* Data shown:
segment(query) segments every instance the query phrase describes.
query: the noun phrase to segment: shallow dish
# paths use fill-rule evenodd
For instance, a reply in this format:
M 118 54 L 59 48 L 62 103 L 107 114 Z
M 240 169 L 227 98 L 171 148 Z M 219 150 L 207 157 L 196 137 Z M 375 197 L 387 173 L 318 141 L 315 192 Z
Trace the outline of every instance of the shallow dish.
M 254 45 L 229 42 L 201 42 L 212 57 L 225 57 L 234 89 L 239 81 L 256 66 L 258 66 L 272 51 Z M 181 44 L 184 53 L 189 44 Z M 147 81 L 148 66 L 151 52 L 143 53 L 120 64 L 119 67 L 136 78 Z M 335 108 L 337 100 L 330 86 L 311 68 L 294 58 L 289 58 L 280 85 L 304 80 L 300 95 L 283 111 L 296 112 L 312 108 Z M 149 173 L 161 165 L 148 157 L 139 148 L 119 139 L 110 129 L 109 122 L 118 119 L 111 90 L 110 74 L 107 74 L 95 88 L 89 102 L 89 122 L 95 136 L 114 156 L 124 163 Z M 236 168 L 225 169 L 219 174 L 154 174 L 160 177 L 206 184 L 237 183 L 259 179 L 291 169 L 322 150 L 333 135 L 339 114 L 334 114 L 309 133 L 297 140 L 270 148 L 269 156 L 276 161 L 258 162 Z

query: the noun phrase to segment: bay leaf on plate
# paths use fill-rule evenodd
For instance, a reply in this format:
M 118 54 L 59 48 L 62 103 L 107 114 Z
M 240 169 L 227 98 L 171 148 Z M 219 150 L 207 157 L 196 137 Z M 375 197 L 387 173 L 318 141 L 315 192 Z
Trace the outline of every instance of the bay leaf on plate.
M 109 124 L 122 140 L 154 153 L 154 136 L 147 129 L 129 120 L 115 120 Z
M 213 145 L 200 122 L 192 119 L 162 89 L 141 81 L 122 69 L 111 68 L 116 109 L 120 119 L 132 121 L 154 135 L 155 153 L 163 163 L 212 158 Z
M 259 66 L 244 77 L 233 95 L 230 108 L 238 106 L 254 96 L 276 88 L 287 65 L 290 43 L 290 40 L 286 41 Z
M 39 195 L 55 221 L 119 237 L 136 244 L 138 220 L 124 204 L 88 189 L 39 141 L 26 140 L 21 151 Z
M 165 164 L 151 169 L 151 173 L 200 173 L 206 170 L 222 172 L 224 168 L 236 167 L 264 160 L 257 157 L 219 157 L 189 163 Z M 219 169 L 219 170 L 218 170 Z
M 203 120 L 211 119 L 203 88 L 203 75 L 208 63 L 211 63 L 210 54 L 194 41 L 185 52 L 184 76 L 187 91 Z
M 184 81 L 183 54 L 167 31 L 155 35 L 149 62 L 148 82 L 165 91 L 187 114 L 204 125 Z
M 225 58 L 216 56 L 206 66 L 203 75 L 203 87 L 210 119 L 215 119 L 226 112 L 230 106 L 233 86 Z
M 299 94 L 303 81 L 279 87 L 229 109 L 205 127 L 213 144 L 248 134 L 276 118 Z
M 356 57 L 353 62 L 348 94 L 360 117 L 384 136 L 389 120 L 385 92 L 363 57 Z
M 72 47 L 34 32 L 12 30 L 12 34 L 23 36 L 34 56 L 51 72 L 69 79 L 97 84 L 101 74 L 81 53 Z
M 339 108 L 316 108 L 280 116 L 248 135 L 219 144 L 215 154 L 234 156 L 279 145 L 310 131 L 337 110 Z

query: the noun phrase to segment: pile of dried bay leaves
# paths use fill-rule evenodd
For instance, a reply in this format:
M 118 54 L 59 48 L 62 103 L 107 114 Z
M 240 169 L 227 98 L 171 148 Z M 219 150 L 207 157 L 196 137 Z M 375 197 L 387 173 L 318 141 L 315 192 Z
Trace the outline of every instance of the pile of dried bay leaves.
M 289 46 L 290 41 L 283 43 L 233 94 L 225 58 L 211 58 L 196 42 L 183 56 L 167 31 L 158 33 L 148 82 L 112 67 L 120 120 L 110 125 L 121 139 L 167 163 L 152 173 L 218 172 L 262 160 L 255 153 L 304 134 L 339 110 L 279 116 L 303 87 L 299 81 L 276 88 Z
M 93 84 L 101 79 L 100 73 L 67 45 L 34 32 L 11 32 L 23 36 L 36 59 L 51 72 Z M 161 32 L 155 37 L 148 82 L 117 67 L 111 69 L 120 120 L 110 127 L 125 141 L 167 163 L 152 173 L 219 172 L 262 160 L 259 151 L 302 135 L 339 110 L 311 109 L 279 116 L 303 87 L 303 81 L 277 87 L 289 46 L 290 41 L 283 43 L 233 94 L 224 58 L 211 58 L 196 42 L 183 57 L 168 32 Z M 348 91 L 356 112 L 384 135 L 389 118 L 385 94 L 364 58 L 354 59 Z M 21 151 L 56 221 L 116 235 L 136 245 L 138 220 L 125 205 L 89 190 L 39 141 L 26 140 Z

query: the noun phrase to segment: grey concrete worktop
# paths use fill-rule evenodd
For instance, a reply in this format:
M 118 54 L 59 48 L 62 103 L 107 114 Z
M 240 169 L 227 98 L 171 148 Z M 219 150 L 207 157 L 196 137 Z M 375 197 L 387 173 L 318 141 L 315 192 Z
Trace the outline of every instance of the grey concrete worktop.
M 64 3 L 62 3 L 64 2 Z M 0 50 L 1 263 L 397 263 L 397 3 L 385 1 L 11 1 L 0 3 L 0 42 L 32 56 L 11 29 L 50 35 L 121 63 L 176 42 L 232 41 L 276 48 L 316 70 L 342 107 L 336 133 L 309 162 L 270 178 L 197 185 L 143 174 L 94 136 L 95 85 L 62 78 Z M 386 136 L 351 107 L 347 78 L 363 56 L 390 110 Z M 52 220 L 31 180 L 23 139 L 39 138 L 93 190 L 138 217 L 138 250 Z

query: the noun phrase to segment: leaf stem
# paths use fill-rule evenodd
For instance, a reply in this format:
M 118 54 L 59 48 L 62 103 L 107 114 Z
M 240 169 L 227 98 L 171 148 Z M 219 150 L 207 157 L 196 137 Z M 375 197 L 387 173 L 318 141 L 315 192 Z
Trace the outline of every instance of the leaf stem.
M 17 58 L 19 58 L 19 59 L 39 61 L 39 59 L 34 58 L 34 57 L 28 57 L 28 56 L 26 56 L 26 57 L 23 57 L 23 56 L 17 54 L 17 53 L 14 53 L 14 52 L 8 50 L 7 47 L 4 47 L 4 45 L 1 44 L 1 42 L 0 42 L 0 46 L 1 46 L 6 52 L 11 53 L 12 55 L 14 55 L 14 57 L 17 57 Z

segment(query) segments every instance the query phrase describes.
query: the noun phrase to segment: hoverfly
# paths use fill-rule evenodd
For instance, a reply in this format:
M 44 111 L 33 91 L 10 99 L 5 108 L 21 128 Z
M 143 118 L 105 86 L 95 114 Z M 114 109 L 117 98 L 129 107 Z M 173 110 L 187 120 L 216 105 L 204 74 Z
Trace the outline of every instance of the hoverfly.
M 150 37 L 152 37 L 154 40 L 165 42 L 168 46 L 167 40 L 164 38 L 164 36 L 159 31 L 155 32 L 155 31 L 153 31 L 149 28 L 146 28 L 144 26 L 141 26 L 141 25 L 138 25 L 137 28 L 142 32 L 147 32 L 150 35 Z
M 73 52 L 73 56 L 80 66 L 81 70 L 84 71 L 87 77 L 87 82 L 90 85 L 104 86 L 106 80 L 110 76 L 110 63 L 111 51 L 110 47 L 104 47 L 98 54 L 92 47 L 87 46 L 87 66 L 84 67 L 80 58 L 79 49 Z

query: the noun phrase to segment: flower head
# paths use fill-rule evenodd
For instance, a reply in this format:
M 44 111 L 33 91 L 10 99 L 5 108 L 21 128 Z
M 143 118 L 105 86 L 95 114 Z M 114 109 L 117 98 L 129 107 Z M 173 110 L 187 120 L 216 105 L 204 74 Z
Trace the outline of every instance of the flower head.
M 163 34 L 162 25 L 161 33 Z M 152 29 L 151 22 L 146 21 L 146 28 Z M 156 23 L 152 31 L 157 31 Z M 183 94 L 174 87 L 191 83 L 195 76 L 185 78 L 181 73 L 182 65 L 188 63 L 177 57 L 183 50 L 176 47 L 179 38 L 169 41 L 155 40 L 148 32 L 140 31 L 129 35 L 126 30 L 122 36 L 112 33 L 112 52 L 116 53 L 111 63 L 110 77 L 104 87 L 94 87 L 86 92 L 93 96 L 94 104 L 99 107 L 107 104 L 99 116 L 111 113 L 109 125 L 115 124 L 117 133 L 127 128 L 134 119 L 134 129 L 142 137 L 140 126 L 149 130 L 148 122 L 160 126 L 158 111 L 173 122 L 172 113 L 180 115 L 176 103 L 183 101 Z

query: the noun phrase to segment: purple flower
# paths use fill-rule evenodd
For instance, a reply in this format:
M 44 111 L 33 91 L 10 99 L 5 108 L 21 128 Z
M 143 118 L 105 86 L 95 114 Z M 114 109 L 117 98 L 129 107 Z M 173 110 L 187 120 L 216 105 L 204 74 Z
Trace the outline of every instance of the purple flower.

* Task description:
Lay out the records as a two-column Markdown table with columns Row and Line, starting at the line that contains "query: the noun phrase to segment: leaf stem" and ending at the line that contains "M 73 52 L 73", both included. Number each row and omit blank lines.

* Final result:
| Row | Line |
|---|---|
| 1 | query: the noun phrase to segment: leaf stem |
| 2 | # paths use fill-rule evenodd |
| 3 | For instance, a reply in this format: |
| 4 | M 118 54 L 59 48 L 62 103 L 107 114 Z |
| 5 | M 240 169 L 227 98 L 171 148 Z M 219 150 L 207 157 L 196 137 Z M 375 197 L 387 173 L 318 141 L 315 192 Z |
| 6 | Trace the outline of every instance of the leaf stem. |
| 7 | M 17 58 L 19 58 L 19 59 L 39 61 L 39 59 L 34 58 L 34 57 L 28 57 L 28 56 L 26 56 L 26 57 L 23 57 L 23 56 L 17 54 L 17 53 L 14 53 L 14 52 L 8 50 L 7 47 L 4 47 L 4 45 L 1 44 L 1 42 L 0 42 L 0 46 L 1 46 L 6 52 L 11 53 L 12 55 L 14 55 L 14 57 L 17 57 Z |
| 8 | segment(query) segments every instance the query phrase describes. |
| 9 | query: the noun phrase to segment: hoverfly |
| 10 | # paths use fill-rule evenodd |
| 11 | For instance, a reply in this format: |
| 12 | M 44 111 L 33 91 L 10 99 L 5 108 L 21 128 Z |
| 13 | M 143 118 L 105 86 L 95 114 Z M 114 109 L 117 98 L 129 107 Z M 173 110 L 187 120 L 216 105 L 204 74 Z |
| 14 | Trace the outline of every instance of the hoverfly. |
| 15 | M 150 37 L 152 37 L 154 40 L 165 42 L 168 46 L 167 40 L 164 38 L 164 36 L 159 31 L 155 32 L 155 31 L 153 31 L 149 28 L 146 28 L 144 26 L 141 26 L 141 25 L 138 25 L 137 28 L 142 32 L 147 32 L 150 35 Z |
| 16 | M 73 52 L 73 56 L 80 66 L 81 70 L 84 71 L 87 77 L 87 82 L 90 85 L 104 86 L 106 80 L 110 76 L 110 63 L 111 51 L 110 47 L 104 47 L 98 54 L 92 47 L 87 46 L 87 66 L 84 67 L 80 58 L 79 49 Z |